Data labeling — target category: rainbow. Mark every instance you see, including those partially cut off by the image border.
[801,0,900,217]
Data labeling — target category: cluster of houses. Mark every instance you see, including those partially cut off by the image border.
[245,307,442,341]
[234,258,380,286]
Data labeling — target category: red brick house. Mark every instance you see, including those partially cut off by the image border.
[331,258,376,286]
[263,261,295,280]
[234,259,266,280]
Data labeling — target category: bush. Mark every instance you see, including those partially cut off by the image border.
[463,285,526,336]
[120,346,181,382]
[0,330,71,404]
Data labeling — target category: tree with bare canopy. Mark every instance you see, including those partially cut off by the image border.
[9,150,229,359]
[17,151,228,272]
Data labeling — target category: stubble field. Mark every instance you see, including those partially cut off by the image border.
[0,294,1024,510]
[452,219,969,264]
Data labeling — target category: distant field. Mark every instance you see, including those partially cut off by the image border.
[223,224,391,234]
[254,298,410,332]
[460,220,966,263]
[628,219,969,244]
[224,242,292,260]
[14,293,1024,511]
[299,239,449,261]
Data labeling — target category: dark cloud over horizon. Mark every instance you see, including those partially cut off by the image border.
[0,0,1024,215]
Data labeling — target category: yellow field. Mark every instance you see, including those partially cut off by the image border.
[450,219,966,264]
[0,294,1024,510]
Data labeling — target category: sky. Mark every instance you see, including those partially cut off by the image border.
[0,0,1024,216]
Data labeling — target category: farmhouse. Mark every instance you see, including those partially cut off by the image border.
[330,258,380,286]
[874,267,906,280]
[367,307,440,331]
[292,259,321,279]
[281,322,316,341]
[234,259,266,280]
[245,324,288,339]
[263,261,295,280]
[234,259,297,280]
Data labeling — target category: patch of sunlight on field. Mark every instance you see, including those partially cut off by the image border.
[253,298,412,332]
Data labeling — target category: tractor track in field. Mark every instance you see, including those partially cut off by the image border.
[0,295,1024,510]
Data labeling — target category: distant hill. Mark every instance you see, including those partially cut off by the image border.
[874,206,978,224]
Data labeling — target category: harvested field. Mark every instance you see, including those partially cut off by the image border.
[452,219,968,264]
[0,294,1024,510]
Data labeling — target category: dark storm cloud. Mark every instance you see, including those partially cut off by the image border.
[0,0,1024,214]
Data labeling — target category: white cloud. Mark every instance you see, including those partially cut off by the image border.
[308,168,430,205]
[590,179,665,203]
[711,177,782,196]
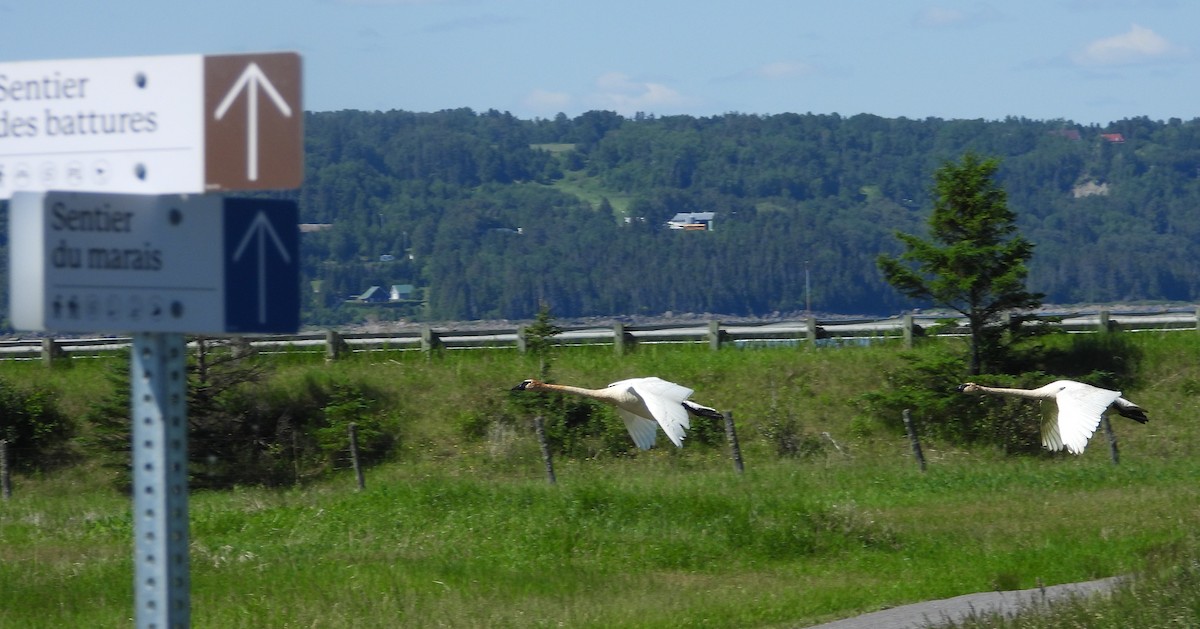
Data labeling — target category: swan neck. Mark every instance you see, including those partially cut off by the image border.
[977,384,1043,400]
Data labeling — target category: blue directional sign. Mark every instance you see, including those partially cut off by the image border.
[223,199,300,333]
[8,192,300,334]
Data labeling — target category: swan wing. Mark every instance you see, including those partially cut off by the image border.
[617,406,659,450]
[1055,383,1121,454]
[1042,401,1062,453]
[611,377,692,448]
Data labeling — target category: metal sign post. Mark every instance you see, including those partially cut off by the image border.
[130,333,191,629]
[0,53,304,629]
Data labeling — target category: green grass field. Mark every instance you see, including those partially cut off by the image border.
[0,333,1200,628]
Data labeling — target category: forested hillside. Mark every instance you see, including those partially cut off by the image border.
[290,109,1200,322]
[7,109,1200,324]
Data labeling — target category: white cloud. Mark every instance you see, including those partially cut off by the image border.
[912,4,1006,29]
[589,72,689,115]
[913,6,967,26]
[1070,24,1186,66]
[750,61,816,79]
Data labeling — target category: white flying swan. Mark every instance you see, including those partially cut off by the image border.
[959,381,1147,454]
[512,377,724,450]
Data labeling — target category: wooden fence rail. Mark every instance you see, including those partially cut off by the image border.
[0,308,1200,364]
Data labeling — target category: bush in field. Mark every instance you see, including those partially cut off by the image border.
[88,340,395,487]
[863,334,1139,454]
[0,379,74,471]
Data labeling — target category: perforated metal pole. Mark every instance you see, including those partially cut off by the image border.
[130,333,191,629]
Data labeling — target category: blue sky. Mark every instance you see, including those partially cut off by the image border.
[0,0,1200,125]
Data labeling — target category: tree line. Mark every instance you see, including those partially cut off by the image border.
[0,108,1200,325]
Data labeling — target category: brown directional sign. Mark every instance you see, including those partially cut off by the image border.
[204,53,304,191]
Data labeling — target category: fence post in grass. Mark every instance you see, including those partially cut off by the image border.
[904,408,925,472]
[533,415,557,485]
[42,337,67,367]
[0,439,12,501]
[721,411,746,474]
[1104,413,1121,465]
[421,325,442,357]
[349,421,367,491]
[708,321,724,349]
[612,323,635,357]
[325,330,350,363]
[517,325,529,354]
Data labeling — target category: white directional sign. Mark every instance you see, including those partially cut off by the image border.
[0,53,304,198]
[8,192,300,334]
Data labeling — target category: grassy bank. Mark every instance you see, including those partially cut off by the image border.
[0,333,1200,628]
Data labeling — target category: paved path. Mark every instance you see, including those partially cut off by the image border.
[796,576,1121,629]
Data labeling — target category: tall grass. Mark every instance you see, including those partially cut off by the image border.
[0,333,1200,628]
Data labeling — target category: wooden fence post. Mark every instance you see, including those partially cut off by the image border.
[349,421,367,491]
[517,325,529,354]
[1103,413,1121,465]
[904,408,925,472]
[42,337,67,367]
[421,325,442,355]
[612,323,637,357]
[0,439,12,501]
[325,330,350,363]
[533,415,557,485]
[721,411,746,474]
[708,321,724,349]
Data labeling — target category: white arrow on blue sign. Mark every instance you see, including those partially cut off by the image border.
[8,192,300,334]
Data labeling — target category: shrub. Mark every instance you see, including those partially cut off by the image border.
[0,379,74,471]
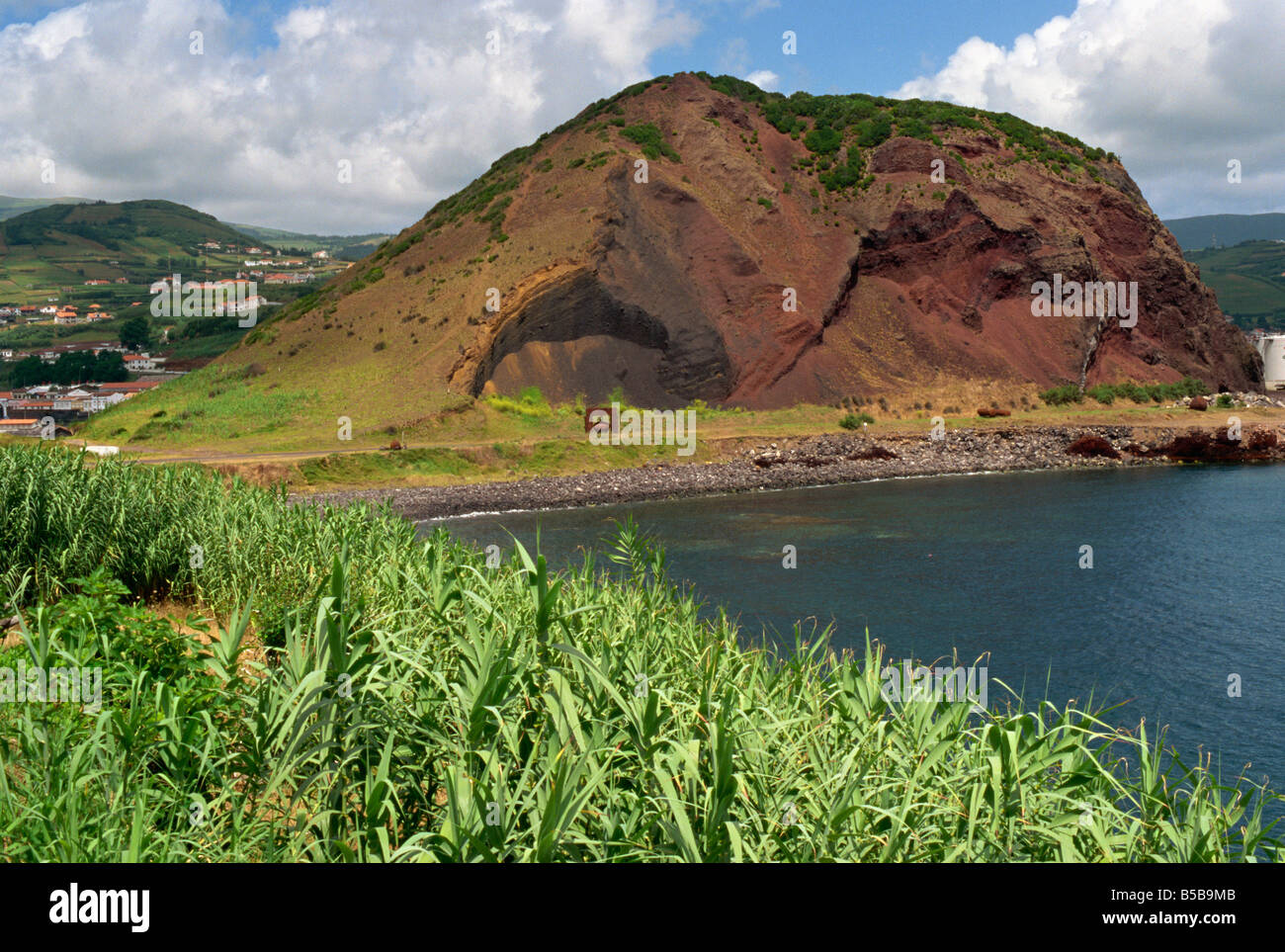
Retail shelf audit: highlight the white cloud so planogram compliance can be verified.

────────

WHAT IS NEEDED - Turn the listing above into a numbered list with one line per item, skipping any blank lines. Leave the pictures out of your answer.

SOLUTION FOR THIS PROBLEM -
1. Data labeling — target category: rainbow. Mark every instance you see, including those partially cut off by the image border.
2. [801,0,900,217]
3. Data labeling — target category: cluster of houses. Mark every instance you see, including those partially cut off by the image border.
4. [245,307,442,341]
5. [234,258,380,286]
6. Data labeling — target category: red brick house. Mark every instance you see, including those partially cut off by the image border.
7. [331,258,376,286]
8. [263,261,295,280]
9. [234,259,266,280]
10. Data labeling — target category: bush. Mark every instance you see, including those partially cut off by the image border.
11. [463,285,526,336]
12. [120,346,181,382]
13. [0,330,71,404]
14. Data labeling — target category: tree with bare canopy. Mark every instance you see, including those partially cut off by the image border.
15. [9,150,229,359]
16. [17,151,228,272]
17. Data labeling — target category: stubble field. Mark every instance you see, including those partially cut off by the image border.
18. [0,294,1024,510]
19. [452,219,969,264]
20. Data labeling — target category: distant field. Mark every instance you see, including those partially cut off by the image border.
21. [223,224,391,234]
22. [254,298,410,332]
23. [460,220,966,263]
24. [628,219,969,244]
25. [224,242,292,260]
26. [14,293,1024,511]
27. [299,239,449,261]
28. Data labeling — target category: dark cloud over horizon. Mark every instance you see, including those partially cut off by the image border.
29. [0,0,1024,215]
30. Data labeling — target category: yellow field. Mark every instance you see, including those partially cut off by the image border.
31. [450,219,966,264]
32. [0,294,1024,510]
33. Data labeling — target category: sky. Mark every instance you see, including those partially cut off by the image border.
34. [0,0,1024,216]
35. Data labeling — target category: farmhouse. Mark every instance you see, including those partially cut off by the image border.
36. [330,258,380,286]
37. [874,267,906,280]
38. [367,307,440,331]
39. [292,259,321,279]
40. [281,322,316,341]
41. [234,259,266,280]
42. [245,324,288,339]
43. [263,261,295,280]
44. [234,259,297,280]
45. Data labeling — target category: patch of sunlight on field. Mark every instance you see, including those partially cut off by the image border.
46. [253,298,412,332]
47. Data labeling — target category: tractor track in field. Mark every instance you see, including those partially cut off by the image border.
48. [0,295,1024,510]
49. Data labeling — target category: distant hill. Mark every instance you see, including those partially cut off by the image border.
50. [874,206,978,224]
51. Data labeling — target category: harvested field. Mark every instance you see, including those partially cut off by the image border.
52. [452,219,968,264]
53. [0,294,1024,510]
54. Data labeling — target category: dark storm cloud. Mark every instance you see, including those partially cut off by the image border.
55. [0,0,1024,214]
56. Data labeling — target category: white cloud. Mark every instance you see, including those partially cut off by the image border.
57. [308,168,430,205]
58. [590,179,665,203]
59. [711,177,782,196]
60. Data labeling — target category: swan neck. Mark every instance you see, including those partially cut off by the image border.
61. [977,384,1043,400]
62. Data labeling — target category: blue directional sign. Mark every instance you see, including those partially cut off by the image border.
63. [223,199,300,333]
64. [8,192,300,334]
65. Data labeling — target category: swan wing. Mark every instance you see, including those partially cut off by the image border.
66. [617,406,659,450]
67. [1055,383,1121,454]
68. [1042,401,1062,453]
69. [611,377,692,448]
70. Data labeling — target category: metal sign post. Mark every instance you see, including those partially cut off by the image border.
71. [130,333,191,629]
72. [0,53,304,629]
73. Data labeling — target category: green grass field. Mark every instance you see, including those partially cut off by the image border.
74. [0,333,1200,628]
75. Data labeling — target category: forested hillside. Mark every instance you see, including those partially cut off by the image border.
76. [290,109,1200,322]
77. [7,109,1200,324]
78. Data labeling — target category: white cloud. Mark every instance you see, including those partially cut off by the image border.
79. [912,4,1006,29]
80. [589,72,689,115]
81. [913,6,967,26]
82. [1070,24,1186,66]
83. [750,61,816,79]
84. Data labeling — target category: white flying swan. Mark every instance you see, including those partially cut off by the image border.
85. [959,381,1147,454]
86. [512,377,724,450]
87. Data labeling — target category: wooden fence rail. Mark every instance you see, including those partially cut off by the image border.
88. [0,308,1200,364]
89. Data labeling — target category: bush in field. Mark every instance you see, including those partially cut off by the image border.
90. [88,340,395,487]
91. [863,334,1139,454]
92. [0,379,74,471]
93. Data labeling — target category: perforated metal pole. Mark every instance you see, including those partially cut off by the image border.
94. [130,333,191,629]
95. Data labeling — target category: blue sky. Mark every instance you see, including those partially cut off by the image border.
96. [0,0,1200,125]
97. Data labeling — target category: tree line. Mark every instance you see, including those partially cut off by the image border.
98. [0,108,1200,325]
99. Data labeling — target category: brown directional sign. Mark every instance you see, including those partially cut off by the image border.
100. [204,53,304,191]
101. Data labeling — target category: fence post in grass. Mark every instance you see, including those partially cut off by the image border.
102. [904,408,925,472]
103. [533,415,557,485]
104. [42,337,67,367]
105. [0,439,12,501]
106. [721,411,746,474]
107. [1104,413,1121,465]
108. [421,325,442,357]
109. [349,421,367,491]
110. [708,321,724,349]
111. [612,323,635,357]
112. [325,330,350,363]
113. [517,325,529,354]
114. Data labeling — target category: white directional sign. Mark every instance you see, including those partially cut off by the image border.
115. [0,53,304,198]
116. [8,192,300,334]
117. Data labeling — target category: grassy bank. Mark every instance you see, including those partially cut off by the image border.
118. [0,333,1200,628]
119. Data labeling — target category: paved path. Mark every instance you see, including those partially cut off by the image border.
120. [796,576,1121,629]
121. Data labeling — target category: tall grass. Mark every instance you see, including those partially cut off by the image border.
122. [0,333,1200,628]
123. Data labeling — target category: wooden fence post. Mark every instance you see, including those partially cut off by the image border.
124. [349,421,367,491]
125. [517,325,529,354]
126. [1103,413,1121,465]
127. [904,408,925,472]
128. [42,337,67,367]
129. [421,325,442,355]
130. [612,323,637,357]
131. [0,439,12,501]
132. [325,330,350,363]
133. [533,415,557,485]
134. [721,411,746,474]
135. [708,321,724,349]
136. Data labeling — target category: white arrow on blue sign. Mark every instance you see, including those partially cut off by the image border.
137. [8,192,300,334]
138. Data labeling — target category: shrub. Mark every instance you see, including those partially cut off by the image border.
139. [0,379,74,471]
140. Retail shelf audit: highlight the white cloud so planogram compliance can be verified.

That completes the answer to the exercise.